═══ TASK MATERIAL ═══

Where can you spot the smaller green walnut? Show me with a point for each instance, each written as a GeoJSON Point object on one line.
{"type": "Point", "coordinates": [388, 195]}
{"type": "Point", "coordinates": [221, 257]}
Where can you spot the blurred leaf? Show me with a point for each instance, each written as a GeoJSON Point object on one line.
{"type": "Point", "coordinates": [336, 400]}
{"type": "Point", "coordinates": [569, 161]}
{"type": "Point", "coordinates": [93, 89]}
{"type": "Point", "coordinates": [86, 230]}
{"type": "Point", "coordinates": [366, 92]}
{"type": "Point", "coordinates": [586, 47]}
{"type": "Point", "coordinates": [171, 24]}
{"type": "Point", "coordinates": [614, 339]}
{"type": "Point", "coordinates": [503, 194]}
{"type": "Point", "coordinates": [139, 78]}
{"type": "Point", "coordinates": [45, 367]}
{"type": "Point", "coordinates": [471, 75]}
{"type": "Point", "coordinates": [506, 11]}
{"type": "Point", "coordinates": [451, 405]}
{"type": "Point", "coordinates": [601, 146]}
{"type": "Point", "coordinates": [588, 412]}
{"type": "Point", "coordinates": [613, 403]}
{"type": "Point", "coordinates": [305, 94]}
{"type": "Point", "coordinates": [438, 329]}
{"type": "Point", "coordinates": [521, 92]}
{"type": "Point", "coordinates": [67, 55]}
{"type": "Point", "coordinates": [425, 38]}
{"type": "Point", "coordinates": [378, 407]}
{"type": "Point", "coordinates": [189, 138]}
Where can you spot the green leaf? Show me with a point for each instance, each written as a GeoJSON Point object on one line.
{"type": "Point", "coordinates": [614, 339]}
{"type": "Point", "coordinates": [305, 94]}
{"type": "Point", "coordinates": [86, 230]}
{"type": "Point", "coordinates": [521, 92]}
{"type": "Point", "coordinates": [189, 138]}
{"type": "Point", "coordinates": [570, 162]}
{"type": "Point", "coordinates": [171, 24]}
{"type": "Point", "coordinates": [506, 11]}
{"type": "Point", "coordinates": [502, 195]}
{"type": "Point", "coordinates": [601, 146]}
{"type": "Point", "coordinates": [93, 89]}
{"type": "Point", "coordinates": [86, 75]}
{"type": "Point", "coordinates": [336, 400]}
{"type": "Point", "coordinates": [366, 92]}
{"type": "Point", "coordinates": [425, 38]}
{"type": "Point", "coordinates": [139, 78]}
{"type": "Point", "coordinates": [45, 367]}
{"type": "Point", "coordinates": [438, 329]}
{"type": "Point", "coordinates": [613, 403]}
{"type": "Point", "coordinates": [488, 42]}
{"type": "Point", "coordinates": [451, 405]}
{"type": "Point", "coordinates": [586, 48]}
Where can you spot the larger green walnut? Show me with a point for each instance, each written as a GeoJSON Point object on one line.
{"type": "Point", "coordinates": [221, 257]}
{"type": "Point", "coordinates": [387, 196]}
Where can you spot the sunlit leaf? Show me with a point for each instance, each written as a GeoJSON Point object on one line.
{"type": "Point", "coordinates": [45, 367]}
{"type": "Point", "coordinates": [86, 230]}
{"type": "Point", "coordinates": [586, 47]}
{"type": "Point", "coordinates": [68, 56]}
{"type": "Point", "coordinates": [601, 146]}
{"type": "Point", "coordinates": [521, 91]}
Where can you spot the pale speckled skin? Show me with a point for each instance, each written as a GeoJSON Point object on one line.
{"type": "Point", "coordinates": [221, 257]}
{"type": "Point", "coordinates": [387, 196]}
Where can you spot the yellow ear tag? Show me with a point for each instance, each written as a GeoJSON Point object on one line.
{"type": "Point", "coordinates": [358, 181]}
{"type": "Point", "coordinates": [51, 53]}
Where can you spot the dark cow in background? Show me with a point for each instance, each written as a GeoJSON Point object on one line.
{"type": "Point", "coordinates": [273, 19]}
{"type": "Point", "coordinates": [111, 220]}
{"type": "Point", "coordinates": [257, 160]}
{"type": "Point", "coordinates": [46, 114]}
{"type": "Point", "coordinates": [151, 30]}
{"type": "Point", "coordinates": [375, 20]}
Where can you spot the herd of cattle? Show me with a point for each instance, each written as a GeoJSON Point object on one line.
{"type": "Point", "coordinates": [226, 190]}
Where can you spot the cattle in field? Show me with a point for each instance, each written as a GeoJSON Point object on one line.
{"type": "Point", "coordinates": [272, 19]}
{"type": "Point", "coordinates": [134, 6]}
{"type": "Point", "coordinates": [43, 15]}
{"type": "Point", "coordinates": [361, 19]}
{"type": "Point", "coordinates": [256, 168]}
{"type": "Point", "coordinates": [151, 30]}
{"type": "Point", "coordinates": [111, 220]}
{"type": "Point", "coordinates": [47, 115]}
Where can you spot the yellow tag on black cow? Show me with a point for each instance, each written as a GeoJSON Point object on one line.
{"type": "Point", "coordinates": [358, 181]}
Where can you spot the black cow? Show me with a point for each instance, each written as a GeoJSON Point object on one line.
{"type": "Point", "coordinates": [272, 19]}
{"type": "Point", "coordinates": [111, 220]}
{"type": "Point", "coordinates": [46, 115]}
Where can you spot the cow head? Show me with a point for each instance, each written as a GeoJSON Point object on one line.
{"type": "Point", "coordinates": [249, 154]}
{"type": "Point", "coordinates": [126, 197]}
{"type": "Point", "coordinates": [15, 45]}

═══

WHAT NEEDS TO BE DONE: Repeat the listing above line by line, exactly as written.

RESPONSE TO THE EXERCISE:
Where can you spot the smaller green walnut? Show me with a point for each instance, each written as a GeoJSON Point object on one line.
{"type": "Point", "coordinates": [388, 195]}
{"type": "Point", "coordinates": [221, 257]}
Where can you spot the blurred leaf? Show me with a point for each instance, each written as a GeoJSON Point object on one line.
{"type": "Point", "coordinates": [336, 400]}
{"type": "Point", "coordinates": [569, 161]}
{"type": "Point", "coordinates": [93, 89]}
{"type": "Point", "coordinates": [86, 230]}
{"type": "Point", "coordinates": [366, 92]}
{"type": "Point", "coordinates": [586, 47]}
{"type": "Point", "coordinates": [171, 24]}
{"type": "Point", "coordinates": [614, 339]}
{"type": "Point", "coordinates": [503, 194]}
{"type": "Point", "coordinates": [139, 78]}
{"type": "Point", "coordinates": [45, 367]}
{"type": "Point", "coordinates": [471, 75]}
{"type": "Point", "coordinates": [506, 11]}
{"type": "Point", "coordinates": [451, 405]}
{"type": "Point", "coordinates": [601, 146]}
{"type": "Point", "coordinates": [588, 412]}
{"type": "Point", "coordinates": [613, 403]}
{"type": "Point", "coordinates": [305, 94]}
{"type": "Point", "coordinates": [438, 329]}
{"type": "Point", "coordinates": [521, 92]}
{"type": "Point", "coordinates": [67, 55]}
{"type": "Point", "coordinates": [425, 38]}
{"type": "Point", "coordinates": [378, 407]}
{"type": "Point", "coordinates": [189, 138]}
Where can you spot the green leaf? Show me with a point for each instance, each written as a GeoJSON Point object on one line.
{"type": "Point", "coordinates": [614, 339]}
{"type": "Point", "coordinates": [305, 94]}
{"type": "Point", "coordinates": [86, 230]}
{"type": "Point", "coordinates": [521, 92]}
{"type": "Point", "coordinates": [189, 138]}
{"type": "Point", "coordinates": [570, 162]}
{"type": "Point", "coordinates": [171, 24]}
{"type": "Point", "coordinates": [506, 11]}
{"type": "Point", "coordinates": [502, 195]}
{"type": "Point", "coordinates": [601, 146]}
{"type": "Point", "coordinates": [93, 89]}
{"type": "Point", "coordinates": [86, 75]}
{"type": "Point", "coordinates": [336, 400]}
{"type": "Point", "coordinates": [366, 92]}
{"type": "Point", "coordinates": [425, 38]}
{"type": "Point", "coordinates": [139, 78]}
{"type": "Point", "coordinates": [45, 367]}
{"type": "Point", "coordinates": [438, 329]}
{"type": "Point", "coordinates": [613, 403]}
{"type": "Point", "coordinates": [488, 42]}
{"type": "Point", "coordinates": [451, 405]}
{"type": "Point", "coordinates": [586, 48]}
Where can you spot the larger green walnut? Show me with a point for each instance, each written as a GeoJSON Point object on one line.
{"type": "Point", "coordinates": [221, 257]}
{"type": "Point", "coordinates": [387, 196]}
Where can you spot the sunlit leaf? Show me with a point for each instance, each written as a GeoJSON Point object on one line.
{"type": "Point", "coordinates": [45, 367]}
{"type": "Point", "coordinates": [86, 230]}
{"type": "Point", "coordinates": [586, 47]}
{"type": "Point", "coordinates": [68, 56]}
{"type": "Point", "coordinates": [601, 146]}
{"type": "Point", "coordinates": [521, 91]}
Where can you spot the pale speckled skin? Show me with a point for each instance, each written as a GeoJSON Point object on one line.
{"type": "Point", "coordinates": [221, 257]}
{"type": "Point", "coordinates": [387, 196]}
Where can you spot the yellow ear tag? Show me with a point for each instance, each written as a GeoJSON Point object on one line.
{"type": "Point", "coordinates": [358, 181]}
{"type": "Point", "coordinates": [51, 53]}
Where can you spot the dark cow in background? Show me with a point for each instance, each written as a GeoJSON Point object on one line.
{"type": "Point", "coordinates": [273, 19]}
{"type": "Point", "coordinates": [111, 220]}
{"type": "Point", "coordinates": [257, 160]}
{"type": "Point", "coordinates": [46, 114]}
{"type": "Point", "coordinates": [151, 30]}
{"type": "Point", "coordinates": [375, 20]}
Where can you spot the herd of cattle? Show me with a point for each instance, each written as a GeoJSON Point object on one line.
{"type": "Point", "coordinates": [226, 190]}
Where can you spot the cattle in field? Show me with a point for each instance, each written as a GeoJSON Point object on one line.
{"type": "Point", "coordinates": [272, 19]}
{"type": "Point", "coordinates": [134, 6]}
{"type": "Point", "coordinates": [43, 15]}
{"type": "Point", "coordinates": [361, 19]}
{"type": "Point", "coordinates": [256, 168]}
{"type": "Point", "coordinates": [151, 30]}
{"type": "Point", "coordinates": [111, 220]}
{"type": "Point", "coordinates": [47, 115]}
Where can you spot the yellow tag on black cow? Show me with a point for each instance, each written as a GeoJSON Point object on one line.
{"type": "Point", "coordinates": [358, 181]}
Where can you spot the black cow? Show me with a point for each instance, each written as a GeoJSON Point object on one line.
{"type": "Point", "coordinates": [272, 19]}
{"type": "Point", "coordinates": [111, 220]}
{"type": "Point", "coordinates": [46, 115]}
Where can you spot the cow head? Show me with a point for each instance, each written as a GeoJSON Point object on one line.
{"type": "Point", "coordinates": [249, 154]}
{"type": "Point", "coordinates": [126, 197]}
{"type": "Point", "coordinates": [15, 45]}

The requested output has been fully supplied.